Work order 1: In the ovarian tissue graft article, rewrite the stretch from "Treating Infertility and" through "a woman’s fertility.", substituting "overwhelming" for "devastating".
Work order 2: List every heading in the ovarian tissue graft article, including its title.

Text shown:

Treating Infertility and Cancer with an Ovarian Tissue Graft

woman give birth to twins following ovarian tissue graftThe news of discovering you have ovarian cancer can be devastating, especially for women who are wishing to conceive. The long-term effects of chemotherapy and radiation usually destroy ovarian tissue; this has an adverse effect on a woman’s fertility.

Using Ovarian Tissue to Treat Infertility Following Cancer

Vali Creus from Australia was diagnosed with ovarian cancer years ago, specialists removed her cancerous ovary and the other was cryopreserved. Many years later, specialists grafted her frozen ovary in a special procedure, in an attempt for her to conceive a child. Three years later, she became the first mother in the world to have twins following an ovarian tissue graft. However, immediately after the birth of her twins, doctors found cancerous cells and successively removed them – Creus is now in remission. Just recently, Revital, an Israeli women become the second to have twins following an ovarian tissue graft. Revital was diagnosed with lymphatic cancer a few years ago; doctors informed her at the time that the cancer treatment would render her infertile.

Cryopreservation of oocytes (eggs) has been around for years as a means for women to have the ability to conceive later in life. Women choose this procedure either prior to cancer treatment (or discovering they have a condition that may affect their fertility) or they wish to conceive later in life. Cryopreservation of ovarian tissue has its advantages as women can freeze hundreds to thousands of eggs – in comparison to oocyte preservation (that requires ovulatory stimulating drugs) and fewer eggs frozen in one cycle.

Who Can Benefit from an Ovarian Tissue Graft?

Information provided:
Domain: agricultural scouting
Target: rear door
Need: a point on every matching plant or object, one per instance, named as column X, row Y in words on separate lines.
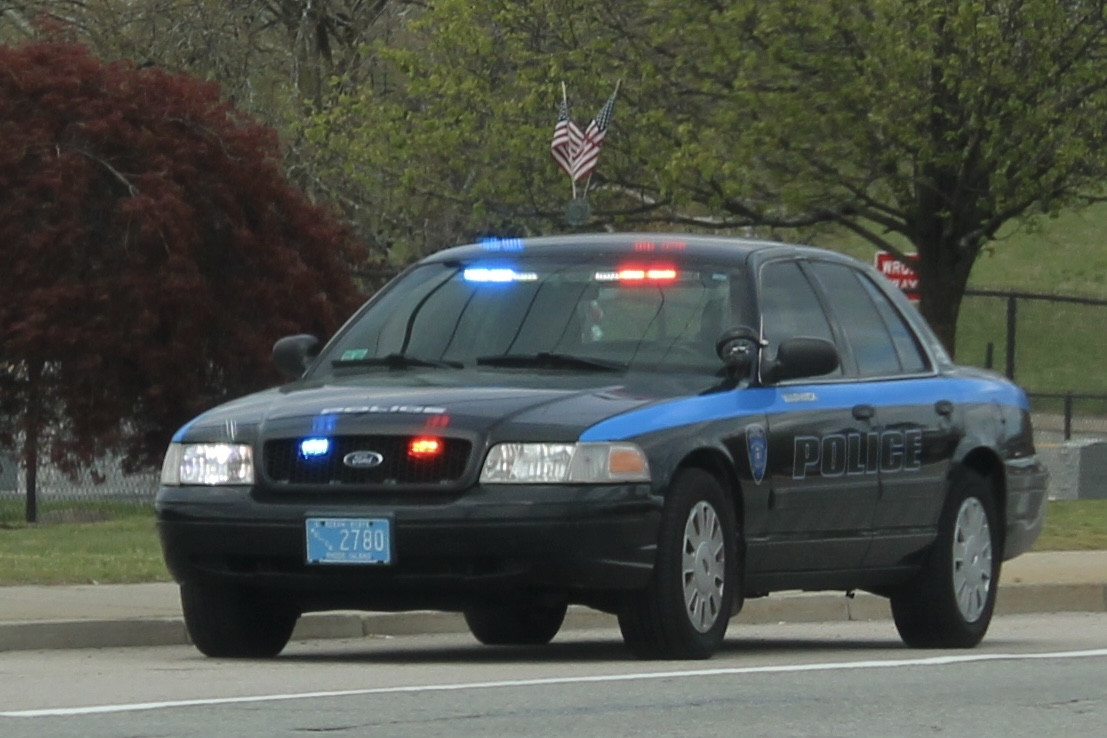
column 914, row 412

Answer box 1:
Treating Infertility and Cancer with an Ovarian Tissue Graft

woman give birth to twins following ovarian tissue graftThe news of discovering you have ovarian cancer can be overwhelming, especially for women who are wishing to conceive. The long-term effects of chemotherapy and radiation usually destroy ovarian tissue; this has an adverse effect on a woman’s fertility.

Answer box 2:
- Treating Infertility and Cancer with an Ovarian Tissue Graft
- Using Ovarian Tissue to Treat Infertility Following Cancer
- Who Can Benefit from an Ovarian Tissue Graft?